CHALLENGE: Reproduce the listing below word for word, starting at its first line and ending with the line containing "point(395, 535)", that line included.

Point-based annotation data:
──────────────────────────────

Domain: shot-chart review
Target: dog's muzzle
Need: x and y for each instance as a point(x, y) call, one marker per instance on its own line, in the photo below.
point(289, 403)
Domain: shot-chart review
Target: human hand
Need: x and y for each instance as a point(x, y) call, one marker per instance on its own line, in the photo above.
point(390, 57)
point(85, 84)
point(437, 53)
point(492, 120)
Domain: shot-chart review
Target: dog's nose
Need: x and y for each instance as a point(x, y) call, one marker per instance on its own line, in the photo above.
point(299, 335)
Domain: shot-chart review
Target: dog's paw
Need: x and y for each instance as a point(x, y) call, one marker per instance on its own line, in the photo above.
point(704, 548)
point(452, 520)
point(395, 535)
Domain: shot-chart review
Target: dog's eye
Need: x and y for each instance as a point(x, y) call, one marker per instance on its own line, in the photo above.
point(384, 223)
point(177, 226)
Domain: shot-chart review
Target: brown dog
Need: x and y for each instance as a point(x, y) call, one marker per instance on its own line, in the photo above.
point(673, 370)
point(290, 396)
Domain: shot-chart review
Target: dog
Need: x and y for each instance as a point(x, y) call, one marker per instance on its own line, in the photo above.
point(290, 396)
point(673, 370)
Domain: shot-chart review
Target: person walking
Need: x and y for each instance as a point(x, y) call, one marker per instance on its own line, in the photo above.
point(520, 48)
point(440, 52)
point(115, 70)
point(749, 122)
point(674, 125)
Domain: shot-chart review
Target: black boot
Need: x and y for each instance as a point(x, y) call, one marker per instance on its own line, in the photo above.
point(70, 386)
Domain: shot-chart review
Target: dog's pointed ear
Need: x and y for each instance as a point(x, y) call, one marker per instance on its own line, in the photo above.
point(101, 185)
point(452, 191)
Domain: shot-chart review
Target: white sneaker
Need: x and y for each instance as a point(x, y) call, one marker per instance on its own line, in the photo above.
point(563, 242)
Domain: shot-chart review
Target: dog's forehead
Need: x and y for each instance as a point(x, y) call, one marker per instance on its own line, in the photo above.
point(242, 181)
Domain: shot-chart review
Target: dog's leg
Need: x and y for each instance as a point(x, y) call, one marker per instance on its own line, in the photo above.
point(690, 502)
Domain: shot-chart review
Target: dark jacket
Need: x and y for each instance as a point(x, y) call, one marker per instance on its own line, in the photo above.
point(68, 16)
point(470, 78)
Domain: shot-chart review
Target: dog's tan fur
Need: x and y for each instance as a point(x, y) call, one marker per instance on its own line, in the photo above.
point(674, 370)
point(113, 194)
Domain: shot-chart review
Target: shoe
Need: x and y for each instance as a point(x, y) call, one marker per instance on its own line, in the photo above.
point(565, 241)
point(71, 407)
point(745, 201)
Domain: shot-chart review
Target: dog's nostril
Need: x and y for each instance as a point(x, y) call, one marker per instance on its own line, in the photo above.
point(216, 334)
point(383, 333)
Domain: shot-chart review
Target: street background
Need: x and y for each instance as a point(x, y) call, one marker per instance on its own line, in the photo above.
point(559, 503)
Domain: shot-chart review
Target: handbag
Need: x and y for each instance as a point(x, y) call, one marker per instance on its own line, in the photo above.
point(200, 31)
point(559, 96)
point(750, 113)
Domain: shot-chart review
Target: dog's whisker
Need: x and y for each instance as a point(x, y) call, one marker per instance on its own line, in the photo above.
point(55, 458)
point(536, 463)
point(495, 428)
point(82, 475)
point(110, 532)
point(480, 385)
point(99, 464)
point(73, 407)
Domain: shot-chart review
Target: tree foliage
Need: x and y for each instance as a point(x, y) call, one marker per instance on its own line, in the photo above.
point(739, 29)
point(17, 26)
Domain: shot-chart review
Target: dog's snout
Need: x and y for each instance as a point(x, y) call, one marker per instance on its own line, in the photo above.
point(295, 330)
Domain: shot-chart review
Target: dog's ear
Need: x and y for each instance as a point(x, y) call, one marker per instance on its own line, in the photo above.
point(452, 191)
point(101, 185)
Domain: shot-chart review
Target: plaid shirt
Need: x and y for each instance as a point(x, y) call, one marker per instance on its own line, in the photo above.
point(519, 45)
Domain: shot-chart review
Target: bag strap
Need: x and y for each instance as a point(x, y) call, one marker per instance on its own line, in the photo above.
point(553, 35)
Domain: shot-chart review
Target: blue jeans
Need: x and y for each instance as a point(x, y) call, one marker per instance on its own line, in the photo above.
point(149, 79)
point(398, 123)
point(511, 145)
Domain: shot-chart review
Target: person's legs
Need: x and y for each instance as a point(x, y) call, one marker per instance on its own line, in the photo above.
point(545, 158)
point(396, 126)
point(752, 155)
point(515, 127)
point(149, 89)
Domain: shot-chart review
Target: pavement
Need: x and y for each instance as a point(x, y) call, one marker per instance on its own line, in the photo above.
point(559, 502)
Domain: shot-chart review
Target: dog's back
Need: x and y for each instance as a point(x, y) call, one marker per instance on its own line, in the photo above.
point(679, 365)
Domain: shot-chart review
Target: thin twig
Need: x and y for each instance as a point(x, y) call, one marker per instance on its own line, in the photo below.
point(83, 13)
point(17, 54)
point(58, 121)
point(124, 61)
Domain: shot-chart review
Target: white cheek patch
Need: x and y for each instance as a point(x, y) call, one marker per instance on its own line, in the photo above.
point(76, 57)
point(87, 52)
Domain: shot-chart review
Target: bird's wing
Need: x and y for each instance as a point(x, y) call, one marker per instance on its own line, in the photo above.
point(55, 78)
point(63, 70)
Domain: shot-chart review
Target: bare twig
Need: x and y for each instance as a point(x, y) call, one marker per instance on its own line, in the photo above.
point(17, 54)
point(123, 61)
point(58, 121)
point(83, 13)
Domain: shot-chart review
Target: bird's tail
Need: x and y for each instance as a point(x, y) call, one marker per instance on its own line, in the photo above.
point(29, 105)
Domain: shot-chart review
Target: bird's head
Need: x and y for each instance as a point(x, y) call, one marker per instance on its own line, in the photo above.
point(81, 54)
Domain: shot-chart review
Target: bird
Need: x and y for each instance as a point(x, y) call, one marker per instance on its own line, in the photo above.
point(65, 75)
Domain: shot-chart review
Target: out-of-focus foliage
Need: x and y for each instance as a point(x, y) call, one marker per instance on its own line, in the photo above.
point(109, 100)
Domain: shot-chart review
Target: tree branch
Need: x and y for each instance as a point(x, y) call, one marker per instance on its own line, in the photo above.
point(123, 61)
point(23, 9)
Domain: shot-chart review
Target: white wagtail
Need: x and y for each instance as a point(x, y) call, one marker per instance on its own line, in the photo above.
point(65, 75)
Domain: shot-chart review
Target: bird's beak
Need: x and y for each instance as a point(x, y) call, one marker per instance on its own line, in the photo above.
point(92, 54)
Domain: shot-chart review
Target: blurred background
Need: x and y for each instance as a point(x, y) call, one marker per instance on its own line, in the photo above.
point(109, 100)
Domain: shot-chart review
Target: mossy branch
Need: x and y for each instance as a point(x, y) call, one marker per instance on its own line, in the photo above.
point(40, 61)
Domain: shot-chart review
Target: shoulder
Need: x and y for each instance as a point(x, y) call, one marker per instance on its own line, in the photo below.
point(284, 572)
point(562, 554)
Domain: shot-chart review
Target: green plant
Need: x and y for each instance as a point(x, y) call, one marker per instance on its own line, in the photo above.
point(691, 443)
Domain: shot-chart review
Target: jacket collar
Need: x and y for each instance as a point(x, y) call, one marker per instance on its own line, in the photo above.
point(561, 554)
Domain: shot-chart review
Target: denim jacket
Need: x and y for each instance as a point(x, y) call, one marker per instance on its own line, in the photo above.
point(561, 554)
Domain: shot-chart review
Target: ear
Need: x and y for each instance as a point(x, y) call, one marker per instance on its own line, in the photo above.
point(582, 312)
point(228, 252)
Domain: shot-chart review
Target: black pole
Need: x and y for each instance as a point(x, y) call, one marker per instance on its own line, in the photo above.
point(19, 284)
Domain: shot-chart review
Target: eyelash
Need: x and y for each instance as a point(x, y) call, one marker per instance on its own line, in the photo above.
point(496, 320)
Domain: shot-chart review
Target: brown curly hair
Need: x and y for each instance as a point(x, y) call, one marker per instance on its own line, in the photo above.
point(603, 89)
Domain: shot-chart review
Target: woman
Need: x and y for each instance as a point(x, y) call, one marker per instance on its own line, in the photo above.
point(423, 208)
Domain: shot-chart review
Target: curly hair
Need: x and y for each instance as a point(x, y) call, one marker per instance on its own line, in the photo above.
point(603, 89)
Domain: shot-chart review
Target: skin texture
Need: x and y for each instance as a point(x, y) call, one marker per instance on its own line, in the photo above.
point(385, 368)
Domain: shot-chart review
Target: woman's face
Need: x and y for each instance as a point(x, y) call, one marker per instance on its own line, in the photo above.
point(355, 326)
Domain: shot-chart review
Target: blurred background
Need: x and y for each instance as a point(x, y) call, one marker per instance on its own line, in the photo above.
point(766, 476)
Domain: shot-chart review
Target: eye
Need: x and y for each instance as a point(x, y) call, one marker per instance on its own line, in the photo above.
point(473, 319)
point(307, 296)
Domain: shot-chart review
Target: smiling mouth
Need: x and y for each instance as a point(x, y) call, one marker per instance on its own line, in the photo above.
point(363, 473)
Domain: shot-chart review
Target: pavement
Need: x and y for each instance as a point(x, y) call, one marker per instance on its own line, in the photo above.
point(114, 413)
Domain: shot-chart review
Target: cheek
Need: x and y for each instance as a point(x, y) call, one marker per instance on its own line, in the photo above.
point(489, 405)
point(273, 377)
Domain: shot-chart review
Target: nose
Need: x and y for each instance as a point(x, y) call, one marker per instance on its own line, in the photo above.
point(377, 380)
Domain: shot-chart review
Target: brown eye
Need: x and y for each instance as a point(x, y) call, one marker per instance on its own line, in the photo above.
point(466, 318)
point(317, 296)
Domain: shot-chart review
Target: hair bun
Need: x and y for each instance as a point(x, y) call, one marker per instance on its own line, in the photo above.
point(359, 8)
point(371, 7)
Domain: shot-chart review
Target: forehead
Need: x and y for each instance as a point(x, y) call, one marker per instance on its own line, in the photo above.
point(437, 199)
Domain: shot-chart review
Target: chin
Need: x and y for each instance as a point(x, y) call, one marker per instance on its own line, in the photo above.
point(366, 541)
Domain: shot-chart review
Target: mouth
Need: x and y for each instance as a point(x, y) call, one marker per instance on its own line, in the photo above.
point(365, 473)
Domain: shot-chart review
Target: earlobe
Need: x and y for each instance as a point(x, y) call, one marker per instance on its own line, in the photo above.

──────────────────────────────

COMPLETE OUTPUT:
Domain: shot-chart review
Target: dog's muzzle
Need: x and y for each instance as a point(x, y) call, one marker per instance on its own line, in the photo below.
point(289, 403)
Domain: shot-chart review
Target: human hand
Need: x and y for each instance as a point(x, y) call, one marker per instance on its own line, in the photo above.
point(390, 57)
point(85, 84)
point(437, 53)
point(492, 120)
Domain: shot-chart review
Target: dog's nose
Need: x and y for each instance as a point(x, y) call, one marker per instance on its own line, in the photo above.
point(299, 335)
Domain: shot-chart review
Target: dog's paw
Need: x and y for each instance as a point(x, y) call, one marker per instance on its own line, in the photo above.
point(704, 548)
point(452, 520)
point(395, 535)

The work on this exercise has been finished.